__DATA TO USE__:
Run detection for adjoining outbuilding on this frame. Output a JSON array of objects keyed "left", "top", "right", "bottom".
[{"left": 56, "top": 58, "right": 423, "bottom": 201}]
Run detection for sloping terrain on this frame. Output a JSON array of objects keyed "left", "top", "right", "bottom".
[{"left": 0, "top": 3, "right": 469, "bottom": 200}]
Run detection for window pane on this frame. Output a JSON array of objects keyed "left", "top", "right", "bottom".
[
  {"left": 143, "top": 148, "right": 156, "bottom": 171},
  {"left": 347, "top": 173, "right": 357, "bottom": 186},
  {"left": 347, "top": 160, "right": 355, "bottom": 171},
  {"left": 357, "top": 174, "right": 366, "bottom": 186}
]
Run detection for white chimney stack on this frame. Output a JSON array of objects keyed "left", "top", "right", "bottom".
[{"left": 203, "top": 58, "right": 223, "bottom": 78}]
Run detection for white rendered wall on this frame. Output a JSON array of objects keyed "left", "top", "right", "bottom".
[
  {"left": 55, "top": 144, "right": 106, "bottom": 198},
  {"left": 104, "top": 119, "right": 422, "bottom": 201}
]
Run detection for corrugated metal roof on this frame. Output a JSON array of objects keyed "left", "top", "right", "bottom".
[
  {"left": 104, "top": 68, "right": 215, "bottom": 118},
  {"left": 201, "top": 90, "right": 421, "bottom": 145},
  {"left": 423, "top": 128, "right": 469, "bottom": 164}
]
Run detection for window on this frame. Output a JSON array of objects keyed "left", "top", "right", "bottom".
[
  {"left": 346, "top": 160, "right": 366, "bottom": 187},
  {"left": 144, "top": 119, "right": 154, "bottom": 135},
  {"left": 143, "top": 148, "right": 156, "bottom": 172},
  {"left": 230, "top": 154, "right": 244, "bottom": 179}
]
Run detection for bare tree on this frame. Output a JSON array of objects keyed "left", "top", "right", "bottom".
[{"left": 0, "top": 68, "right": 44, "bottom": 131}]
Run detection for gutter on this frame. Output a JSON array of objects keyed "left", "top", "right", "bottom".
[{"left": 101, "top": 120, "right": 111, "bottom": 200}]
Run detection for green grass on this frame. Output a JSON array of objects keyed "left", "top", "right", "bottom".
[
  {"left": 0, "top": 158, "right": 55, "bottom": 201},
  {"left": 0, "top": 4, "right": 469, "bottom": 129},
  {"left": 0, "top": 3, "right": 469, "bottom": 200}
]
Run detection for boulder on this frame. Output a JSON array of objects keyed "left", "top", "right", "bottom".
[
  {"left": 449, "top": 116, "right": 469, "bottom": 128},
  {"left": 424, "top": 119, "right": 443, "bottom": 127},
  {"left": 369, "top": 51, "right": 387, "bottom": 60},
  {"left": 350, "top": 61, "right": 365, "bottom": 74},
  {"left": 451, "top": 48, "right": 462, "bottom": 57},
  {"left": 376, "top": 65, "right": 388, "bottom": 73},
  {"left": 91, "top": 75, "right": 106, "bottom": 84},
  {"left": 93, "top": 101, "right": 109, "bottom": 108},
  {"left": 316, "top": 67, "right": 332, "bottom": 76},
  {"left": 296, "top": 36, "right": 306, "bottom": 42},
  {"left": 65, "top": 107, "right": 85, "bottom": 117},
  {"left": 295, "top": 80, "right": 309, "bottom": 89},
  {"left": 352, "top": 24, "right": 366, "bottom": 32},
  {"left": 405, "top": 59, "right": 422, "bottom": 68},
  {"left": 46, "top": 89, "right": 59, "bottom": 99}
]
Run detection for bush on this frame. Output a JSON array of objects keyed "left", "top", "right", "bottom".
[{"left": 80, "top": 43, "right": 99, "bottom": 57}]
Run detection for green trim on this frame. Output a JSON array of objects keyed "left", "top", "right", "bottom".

__EXERCISE INSTRUCTIONS__:
Duplicate the listing above verbatim, from start to finish.

__WRITTEN SOLUTION__:
Run detection for adjoining outbuilding on this frame. Output a JSON array of objects keyed "left", "top", "right", "bottom".
[{"left": 56, "top": 58, "right": 423, "bottom": 201}]
Run detection for sloping terrain on this frame. Output a JSON array of objects keyed "left", "top", "right", "bottom".
[{"left": 0, "top": 3, "right": 469, "bottom": 200}]
Run detection for window pane on this frame. Output a JSON array of objects keyed "left", "top", "right", "bottom".
[
  {"left": 143, "top": 148, "right": 156, "bottom": 171},
  {"left": 347, "top": 173, "right": 357, "bottom": 186},
  {"left": 347, "top": 160, "right": 355, "bottom": 171},
  {"left": 357, "top": 174, "right": 366, "bottom": 186}
]
Run detection for white chimney stack on this frame. Output a JSON array of objects keyed "left", "top", "right", "bottom".
[{"left": 203, "top": 58, "right": 223, "bottom": 78}]
Run detection for white rendered wall on this frame. Output a JSON array of objects keyed "left", "top", "right", "bottom".
[
  {"left": 55, "top": 144, "right": 106, "bottom": 198},
  {"left": 104, "top": 119, "right": 422, "bottom": 201}
]
Run detection for corrugated metal roof on this frame. Output a JSON array of objects keyed "left", "top", "right", "bottom".
[
  {"left": 104, "top": 68, "right": 215, "bottom": 118},
  {"left": 201, "top": 90, "right": 421, "bottom": 145},
  {"left": 423, "top": 128, "right": 469, "bottom": 164}
]
Run detection for window on this frame. Output a JSON array of objects keyed "left", "top", "right", "bottom".
[
  {"left": 346, "top": 160, "right": 366, "bottom": 187},
  {"left": 144, "top": 119, "right": 154, "bottom": 135},
  {"left": 143, "top": 148, "right": 156, "bottom": 172},
  {"left": 230, "top": 154, "right": 244, "bottom": 179}
]
Run detection for bare tree on this frame. Output a JSON array of objects keyed "left", "top", "right", "bottom".
[{"left": 0, "top": 68, "right": 44, "bottom": 131}]
Run detection for gutter on this frame. Output a JSON array of objects keyed "left", "top", "right", "bottom".
[{"left": 101, "top": 120, "right": 111, "bottom": 200}]
Run detection for green grass on this frame. Output a JSON array of objects keyed "left", "top", "right", "bottom".
[
  {"left": 0, "top": 158, "right": 55, "bottom": 201},
  {"left": 0, "top": 4, "right": 469, "bottom": 129},
  {"left": 0, "top": 3, "right": 469, "bottom": 200}
]
Run detection for boulder on this frame. Output a JSON array of objects keyed "left", "top", "right", "bottom".
[
  {"left": 449, "top": 116, "right": 469, "bottom": 128},
  {"left": 424, "top": 119, "right": 443, "bottom": 127},
  {"left": 369, "top": 51, "right": 387, "bottom": 60},
  {"left": 350, "top": 61, "right": 365, "bottom": 74},
  {"left": 451, "top": 48, "right": 462, "bottom": 57},
  {"left": 376, "top": 65, "right": 388, "bottom": 73},
  {"left": 91, "top": 75, "right": 106, "bottom": 84},
  {"left": 93, "top": 101, "right": 109, "bottom": 108},
  {"left": 316, "top": 67, "right": 332, "bottom": 76},
  {"left": 296, "top": 36, "right": 306, "bottom": 42},
  {"left": 65, "top": 107, "right": 85, "bottom": 117},
  {"left": 295, "top": 80, "right": 309, "bottom": 89},
  {"left": 352, "top": 24, "right": 366, "bottom": 32},
  {"left": 405, "top": 59, "right": 422, "bottom": 68},
  {"left": 46, "top": 89, "right": 59, "bottom": 99}
]
Run detection for bush on this frame. Output a JSON array of objects keyed "left", "top", "right", "bottom".
[{"left": 80, "top": 43, "right": 99, "bottom": 57}]
Run detection for green trim on this frame. Output a JSON array of objects keyed "left", "top", "right", "bottom".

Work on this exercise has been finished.